INFORMATION GIVEN:

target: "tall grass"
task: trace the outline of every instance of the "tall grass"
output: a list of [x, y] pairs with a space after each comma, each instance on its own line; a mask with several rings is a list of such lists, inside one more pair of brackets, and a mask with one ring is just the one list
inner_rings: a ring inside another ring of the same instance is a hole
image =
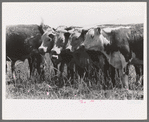
[[[129, 74], [130, 90], [121, 89], [121, 82], [116, 77], [117, 88], [113, 88], [111, 79], [104, 81], [102, 71], [98, 72], [98, 80], [95, 78], [80, 77], [76, 73], [72, 79], [67, 78], [67, 72], [64, 71], [62, 77], [58, 77], [54, 73], [54, 67], [50, 60], [49, 54], [45, 55], [44, 79], [41, 80], [41, 74], [37, 70], [30, 76], [28, 61], [18, 63], [15, 68], [15, 85], [6, 85], [7, 99], [100, 99], [100, 100], [137, 100], [143, 99], [143, 86], [139, 85], [135, 76]], [[10, 67], [10, 62], [7, 63]], [[66, 69], [66, 67], [65, 67]], [[6, 74], [7, 79], [12, 80], [11, 69], [8, 68]], [[58, 71], [59, 72], [59, 71]], [[84, 74], [85, 76], [85, 74]], [[8, 78], [9, 77], [9, 78]], [[59, 87], [59, 82], [63, 83], [63, 87]], [[103, 86], [107, 85], [109, 90], [104, 90]]]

YOUR OBJECTIVE: Transcribe the records above exactly as they appear, leaving out any pictures.

ANSWER TO THIS TASK:
target: "tall grass"
task: trace the outline of every instance of the "tall grass"
output: a list of [x, y] pairs with a space after each comma, each instance on its own line; a mask with several rings is a list of such lists, inside one more pair of brackets, and a mask with one ring is just the one list
inner_rings: a ring inside another ring of the same instance is a hole
image =
[[[129, 74], [130, 90], [121, 89], [121, 82], [116, 77], [117, 88], [113, 88], [111, 79], [104, 81], [102, 71], [98, 72], [98, 80], [95, 78], [80, 77], [76, 73], [72, 79], [67, 78], [67, 72], [64, 71], [62, 77], [58, 77], [54, 73], [54, 67], [50, 60], [49, 54], [45, 55], [44, 79], [41, 80], [41, 74], [37, 70], [30, 76], [28, 61], [18, 63], [15, 68], [15, 85], [6, 85], [7, 99], [100, 99], [100, 100], [137, 100], [143, 99], [143, 86], [139, 85], [135, 76]], [[10, 67], [10, 62], [7, 63]], [[66, 69], [66, 67], [65, 67]], [[6, 74], [7, 79], [12, 80], [11, 69], [8, 68]], [[58, 71], [59, 72], [59, 71]], [[84, 74], [85, 76], [85, 74]], [[8, 78], [9, 77], [9, 78]], [[59, 87], [59, 82], [63, 83], [63, 87]], [[103, 86], [107, 85], [109, 90], [104, 90]]]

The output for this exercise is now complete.